▶ Data for processing:
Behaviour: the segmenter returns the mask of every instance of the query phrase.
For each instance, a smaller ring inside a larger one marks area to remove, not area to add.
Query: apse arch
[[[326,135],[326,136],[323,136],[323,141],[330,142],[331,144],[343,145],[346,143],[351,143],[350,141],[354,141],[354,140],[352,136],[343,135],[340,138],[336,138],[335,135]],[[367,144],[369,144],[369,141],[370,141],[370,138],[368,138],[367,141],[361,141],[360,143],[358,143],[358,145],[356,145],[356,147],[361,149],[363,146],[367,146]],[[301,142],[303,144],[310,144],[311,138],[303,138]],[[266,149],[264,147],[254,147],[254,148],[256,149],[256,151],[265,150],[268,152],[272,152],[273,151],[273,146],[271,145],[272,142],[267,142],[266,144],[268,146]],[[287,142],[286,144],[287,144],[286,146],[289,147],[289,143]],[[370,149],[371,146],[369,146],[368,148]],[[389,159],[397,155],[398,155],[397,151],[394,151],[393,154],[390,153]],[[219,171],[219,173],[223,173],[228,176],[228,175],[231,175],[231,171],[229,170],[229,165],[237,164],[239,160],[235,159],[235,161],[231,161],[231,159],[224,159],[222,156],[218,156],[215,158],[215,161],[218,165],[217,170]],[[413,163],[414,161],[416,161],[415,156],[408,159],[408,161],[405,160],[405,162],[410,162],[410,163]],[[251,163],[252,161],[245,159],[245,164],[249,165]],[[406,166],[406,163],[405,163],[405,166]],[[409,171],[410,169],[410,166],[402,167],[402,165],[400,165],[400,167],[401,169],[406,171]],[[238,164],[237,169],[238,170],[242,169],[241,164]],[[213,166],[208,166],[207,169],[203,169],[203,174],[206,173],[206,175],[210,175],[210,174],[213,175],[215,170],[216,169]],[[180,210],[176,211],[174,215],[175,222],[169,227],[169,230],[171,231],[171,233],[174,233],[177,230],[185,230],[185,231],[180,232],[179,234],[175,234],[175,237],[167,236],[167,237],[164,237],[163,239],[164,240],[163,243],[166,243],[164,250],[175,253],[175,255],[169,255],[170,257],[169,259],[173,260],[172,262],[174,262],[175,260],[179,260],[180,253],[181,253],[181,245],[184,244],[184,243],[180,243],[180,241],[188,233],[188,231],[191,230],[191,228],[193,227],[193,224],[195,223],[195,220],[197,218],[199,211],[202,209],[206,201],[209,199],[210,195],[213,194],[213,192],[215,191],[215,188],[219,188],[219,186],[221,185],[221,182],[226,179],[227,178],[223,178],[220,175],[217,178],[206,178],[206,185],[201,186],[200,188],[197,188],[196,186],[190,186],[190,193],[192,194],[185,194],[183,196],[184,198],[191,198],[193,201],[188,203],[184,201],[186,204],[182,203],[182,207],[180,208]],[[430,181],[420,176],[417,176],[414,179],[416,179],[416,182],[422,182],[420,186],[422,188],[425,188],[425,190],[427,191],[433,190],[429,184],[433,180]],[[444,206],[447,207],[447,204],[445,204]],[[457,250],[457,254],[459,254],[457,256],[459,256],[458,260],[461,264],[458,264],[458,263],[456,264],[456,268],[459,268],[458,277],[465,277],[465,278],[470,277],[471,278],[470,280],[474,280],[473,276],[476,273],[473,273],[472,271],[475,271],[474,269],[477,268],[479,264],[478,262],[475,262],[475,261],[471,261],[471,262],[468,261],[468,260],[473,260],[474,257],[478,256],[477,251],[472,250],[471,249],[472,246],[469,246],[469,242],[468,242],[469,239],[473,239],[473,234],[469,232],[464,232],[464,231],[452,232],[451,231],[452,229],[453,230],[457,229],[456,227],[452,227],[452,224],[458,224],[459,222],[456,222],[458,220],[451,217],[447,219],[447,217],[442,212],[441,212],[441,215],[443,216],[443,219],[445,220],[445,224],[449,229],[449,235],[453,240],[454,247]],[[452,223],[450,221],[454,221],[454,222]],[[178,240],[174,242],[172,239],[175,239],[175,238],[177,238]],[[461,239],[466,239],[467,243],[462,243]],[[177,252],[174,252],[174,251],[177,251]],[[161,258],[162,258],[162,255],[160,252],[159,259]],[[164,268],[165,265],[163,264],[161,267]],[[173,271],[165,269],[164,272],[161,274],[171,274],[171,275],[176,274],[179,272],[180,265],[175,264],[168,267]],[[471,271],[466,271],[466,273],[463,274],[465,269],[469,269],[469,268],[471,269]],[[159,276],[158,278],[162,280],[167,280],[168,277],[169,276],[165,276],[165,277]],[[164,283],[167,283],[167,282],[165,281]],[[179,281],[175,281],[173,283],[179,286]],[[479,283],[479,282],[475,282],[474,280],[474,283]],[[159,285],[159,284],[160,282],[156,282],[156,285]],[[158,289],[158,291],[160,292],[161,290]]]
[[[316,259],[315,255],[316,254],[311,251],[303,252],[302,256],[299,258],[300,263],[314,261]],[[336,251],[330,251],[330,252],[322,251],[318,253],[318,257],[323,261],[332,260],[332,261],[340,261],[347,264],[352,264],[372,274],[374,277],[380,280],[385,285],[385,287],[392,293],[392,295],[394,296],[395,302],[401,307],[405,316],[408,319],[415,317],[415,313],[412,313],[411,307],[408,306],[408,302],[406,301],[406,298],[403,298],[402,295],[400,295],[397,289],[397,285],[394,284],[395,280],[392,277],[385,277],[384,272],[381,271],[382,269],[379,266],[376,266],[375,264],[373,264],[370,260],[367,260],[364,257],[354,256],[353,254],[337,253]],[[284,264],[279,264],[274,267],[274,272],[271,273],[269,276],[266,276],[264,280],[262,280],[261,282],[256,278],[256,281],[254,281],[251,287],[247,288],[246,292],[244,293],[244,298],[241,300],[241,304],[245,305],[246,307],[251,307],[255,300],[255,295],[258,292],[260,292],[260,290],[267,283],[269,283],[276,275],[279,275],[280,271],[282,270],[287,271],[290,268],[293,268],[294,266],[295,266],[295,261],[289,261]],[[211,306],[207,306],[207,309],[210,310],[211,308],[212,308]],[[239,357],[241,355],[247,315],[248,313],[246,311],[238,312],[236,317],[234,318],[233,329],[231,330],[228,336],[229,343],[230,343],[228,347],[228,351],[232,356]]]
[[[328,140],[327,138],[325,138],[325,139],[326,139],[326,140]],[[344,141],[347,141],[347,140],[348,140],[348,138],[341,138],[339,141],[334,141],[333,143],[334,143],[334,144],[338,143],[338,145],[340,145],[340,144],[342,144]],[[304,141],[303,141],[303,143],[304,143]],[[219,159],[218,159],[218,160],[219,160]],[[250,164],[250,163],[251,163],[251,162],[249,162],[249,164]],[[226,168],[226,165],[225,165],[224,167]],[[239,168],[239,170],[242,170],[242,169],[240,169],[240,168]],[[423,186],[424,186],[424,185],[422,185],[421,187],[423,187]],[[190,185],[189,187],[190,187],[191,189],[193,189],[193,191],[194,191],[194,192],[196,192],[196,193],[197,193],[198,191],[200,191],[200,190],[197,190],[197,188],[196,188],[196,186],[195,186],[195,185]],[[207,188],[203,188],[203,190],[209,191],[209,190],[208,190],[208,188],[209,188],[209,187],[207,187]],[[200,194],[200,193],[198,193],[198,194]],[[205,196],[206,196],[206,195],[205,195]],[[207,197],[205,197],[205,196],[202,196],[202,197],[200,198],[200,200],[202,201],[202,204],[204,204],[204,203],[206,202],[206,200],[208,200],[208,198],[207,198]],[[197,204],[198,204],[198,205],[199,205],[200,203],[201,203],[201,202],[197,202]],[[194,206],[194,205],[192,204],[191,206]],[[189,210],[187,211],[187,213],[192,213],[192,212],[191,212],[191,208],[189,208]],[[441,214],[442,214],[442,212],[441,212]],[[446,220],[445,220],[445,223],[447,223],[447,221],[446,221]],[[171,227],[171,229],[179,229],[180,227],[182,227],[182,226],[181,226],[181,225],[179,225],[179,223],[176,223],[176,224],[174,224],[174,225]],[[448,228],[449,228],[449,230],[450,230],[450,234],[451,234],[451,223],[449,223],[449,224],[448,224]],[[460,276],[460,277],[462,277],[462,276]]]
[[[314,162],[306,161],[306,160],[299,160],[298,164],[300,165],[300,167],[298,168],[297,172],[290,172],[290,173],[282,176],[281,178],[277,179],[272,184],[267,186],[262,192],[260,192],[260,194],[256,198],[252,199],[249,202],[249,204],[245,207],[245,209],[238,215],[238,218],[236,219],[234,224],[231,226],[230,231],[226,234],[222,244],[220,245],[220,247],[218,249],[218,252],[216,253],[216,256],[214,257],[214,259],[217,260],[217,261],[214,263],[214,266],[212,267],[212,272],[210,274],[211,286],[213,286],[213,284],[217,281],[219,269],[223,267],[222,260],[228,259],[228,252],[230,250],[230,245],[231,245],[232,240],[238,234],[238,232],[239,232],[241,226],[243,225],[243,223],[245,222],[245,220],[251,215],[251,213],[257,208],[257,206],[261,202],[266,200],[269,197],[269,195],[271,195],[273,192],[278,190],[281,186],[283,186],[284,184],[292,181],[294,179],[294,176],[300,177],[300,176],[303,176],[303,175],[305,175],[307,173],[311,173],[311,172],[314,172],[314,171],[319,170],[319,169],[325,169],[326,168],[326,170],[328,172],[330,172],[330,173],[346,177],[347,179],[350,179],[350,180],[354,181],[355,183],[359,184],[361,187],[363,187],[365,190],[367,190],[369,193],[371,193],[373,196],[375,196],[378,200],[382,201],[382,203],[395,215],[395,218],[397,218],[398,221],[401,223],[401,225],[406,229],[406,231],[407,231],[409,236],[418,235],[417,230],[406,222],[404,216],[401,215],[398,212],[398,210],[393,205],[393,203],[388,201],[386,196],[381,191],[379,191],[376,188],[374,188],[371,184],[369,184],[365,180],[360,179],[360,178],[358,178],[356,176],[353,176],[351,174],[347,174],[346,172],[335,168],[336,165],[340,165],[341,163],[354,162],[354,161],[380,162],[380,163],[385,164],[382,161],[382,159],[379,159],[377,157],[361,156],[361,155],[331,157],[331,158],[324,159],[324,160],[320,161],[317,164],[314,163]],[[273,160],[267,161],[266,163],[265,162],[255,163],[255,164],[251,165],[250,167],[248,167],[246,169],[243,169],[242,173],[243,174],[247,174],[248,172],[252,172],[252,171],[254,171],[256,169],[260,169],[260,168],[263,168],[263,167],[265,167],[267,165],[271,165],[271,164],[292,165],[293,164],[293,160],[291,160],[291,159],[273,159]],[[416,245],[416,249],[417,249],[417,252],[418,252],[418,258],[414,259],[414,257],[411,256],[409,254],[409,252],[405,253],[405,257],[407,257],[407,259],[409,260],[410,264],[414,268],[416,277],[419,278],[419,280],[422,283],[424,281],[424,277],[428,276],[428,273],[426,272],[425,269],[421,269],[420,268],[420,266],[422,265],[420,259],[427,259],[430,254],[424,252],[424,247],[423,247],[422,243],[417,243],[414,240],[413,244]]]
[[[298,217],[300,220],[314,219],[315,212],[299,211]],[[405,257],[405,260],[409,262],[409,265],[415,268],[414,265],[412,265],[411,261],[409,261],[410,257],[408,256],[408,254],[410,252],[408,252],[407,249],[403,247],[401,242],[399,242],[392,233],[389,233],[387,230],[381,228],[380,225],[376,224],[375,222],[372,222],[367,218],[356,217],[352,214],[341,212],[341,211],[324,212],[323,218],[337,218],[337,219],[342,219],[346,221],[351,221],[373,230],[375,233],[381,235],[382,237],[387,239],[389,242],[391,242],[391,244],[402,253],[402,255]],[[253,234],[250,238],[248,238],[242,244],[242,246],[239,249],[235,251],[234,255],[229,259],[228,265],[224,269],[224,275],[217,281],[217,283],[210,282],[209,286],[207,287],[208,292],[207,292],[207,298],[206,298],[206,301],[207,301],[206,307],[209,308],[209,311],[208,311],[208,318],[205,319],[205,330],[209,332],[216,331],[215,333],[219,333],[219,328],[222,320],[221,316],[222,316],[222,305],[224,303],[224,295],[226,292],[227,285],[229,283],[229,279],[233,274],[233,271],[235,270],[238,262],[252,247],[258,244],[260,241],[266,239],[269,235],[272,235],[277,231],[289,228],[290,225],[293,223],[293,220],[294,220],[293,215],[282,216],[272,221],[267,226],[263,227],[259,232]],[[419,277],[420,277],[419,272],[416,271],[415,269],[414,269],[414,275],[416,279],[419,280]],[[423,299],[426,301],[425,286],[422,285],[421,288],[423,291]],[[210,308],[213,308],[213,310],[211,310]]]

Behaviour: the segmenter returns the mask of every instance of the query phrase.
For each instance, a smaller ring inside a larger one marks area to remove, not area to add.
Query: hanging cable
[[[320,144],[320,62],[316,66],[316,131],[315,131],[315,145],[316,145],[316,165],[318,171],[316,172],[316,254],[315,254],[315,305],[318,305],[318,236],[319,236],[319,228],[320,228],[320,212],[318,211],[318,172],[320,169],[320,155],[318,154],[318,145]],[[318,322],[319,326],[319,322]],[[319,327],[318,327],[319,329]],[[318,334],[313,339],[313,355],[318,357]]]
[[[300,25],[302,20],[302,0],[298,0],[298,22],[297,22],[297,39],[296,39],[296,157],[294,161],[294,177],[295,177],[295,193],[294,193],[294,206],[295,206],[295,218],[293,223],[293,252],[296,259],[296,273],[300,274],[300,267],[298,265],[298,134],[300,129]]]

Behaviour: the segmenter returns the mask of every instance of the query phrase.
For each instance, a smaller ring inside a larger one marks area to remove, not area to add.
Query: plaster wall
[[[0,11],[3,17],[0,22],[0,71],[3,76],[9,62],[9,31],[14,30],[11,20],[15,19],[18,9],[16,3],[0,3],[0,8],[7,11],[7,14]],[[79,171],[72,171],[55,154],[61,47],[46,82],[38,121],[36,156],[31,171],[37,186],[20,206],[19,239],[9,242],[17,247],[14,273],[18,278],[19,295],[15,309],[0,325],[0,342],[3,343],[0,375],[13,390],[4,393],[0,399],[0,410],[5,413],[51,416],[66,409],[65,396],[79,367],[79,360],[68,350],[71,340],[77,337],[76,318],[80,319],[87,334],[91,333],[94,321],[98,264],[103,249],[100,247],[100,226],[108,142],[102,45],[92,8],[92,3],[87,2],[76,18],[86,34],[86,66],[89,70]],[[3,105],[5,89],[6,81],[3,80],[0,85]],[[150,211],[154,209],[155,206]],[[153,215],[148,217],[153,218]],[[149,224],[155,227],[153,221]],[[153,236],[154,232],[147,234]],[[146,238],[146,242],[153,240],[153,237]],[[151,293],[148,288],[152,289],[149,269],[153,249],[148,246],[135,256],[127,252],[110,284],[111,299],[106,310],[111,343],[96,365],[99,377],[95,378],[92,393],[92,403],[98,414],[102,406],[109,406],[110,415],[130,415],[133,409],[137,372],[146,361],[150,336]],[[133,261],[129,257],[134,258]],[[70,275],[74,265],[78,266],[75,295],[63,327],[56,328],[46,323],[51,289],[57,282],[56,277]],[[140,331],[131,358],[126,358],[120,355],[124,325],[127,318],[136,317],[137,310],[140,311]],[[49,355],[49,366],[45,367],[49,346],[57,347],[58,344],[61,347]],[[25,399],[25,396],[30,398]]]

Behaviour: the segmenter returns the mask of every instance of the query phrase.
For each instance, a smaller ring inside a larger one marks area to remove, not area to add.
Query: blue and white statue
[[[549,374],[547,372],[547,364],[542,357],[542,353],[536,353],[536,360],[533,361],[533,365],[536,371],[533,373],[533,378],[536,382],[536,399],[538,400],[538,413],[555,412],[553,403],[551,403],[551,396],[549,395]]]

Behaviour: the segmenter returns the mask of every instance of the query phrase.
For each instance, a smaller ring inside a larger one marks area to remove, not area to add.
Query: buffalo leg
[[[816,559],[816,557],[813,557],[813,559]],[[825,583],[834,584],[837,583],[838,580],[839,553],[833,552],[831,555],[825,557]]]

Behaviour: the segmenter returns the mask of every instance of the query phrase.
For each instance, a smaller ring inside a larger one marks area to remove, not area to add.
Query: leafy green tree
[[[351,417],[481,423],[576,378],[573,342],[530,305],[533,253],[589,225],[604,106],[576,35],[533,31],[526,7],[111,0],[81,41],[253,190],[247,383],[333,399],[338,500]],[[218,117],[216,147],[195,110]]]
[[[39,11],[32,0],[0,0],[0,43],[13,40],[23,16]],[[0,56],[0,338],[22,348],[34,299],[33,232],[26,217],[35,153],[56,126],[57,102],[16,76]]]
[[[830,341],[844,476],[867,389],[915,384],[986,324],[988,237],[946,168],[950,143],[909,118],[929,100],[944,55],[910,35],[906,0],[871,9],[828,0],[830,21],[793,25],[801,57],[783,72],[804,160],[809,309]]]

▶ What is required: Copy out exactly the lines that run from the one holding "Query: leafy green tree" through the end of the data above.

▶ Response:
Query: leafy green tree
[[[351,417],[481,423],[576,378],[573,342],[530,305],[533,253],[589,225],[604,106],[576,35],[533,31],[526,7],[111,0],[81,41],[253,190],[247,383],[333,399],[338,500]],[[218,117],[216,147],[195,110]]]
[[[39,11],[32,0],[0,0],[0,43],[13,40],[23,16]],[[0,56],[0,338],[22,348],[34,299],[33,232],[26,217],[35,153],[56,126],[57,102],[16,76]]]
[[[830,341],[844,476],[867,389],[915,384],[986,324],[988,237],[946,168],[950,143],[909,118],[929,100],[944,55],[910,35],[906,0],[871,9],[828,0],[830,21],[793,25],[801,57],[783,72],[804,160],[809,309]]]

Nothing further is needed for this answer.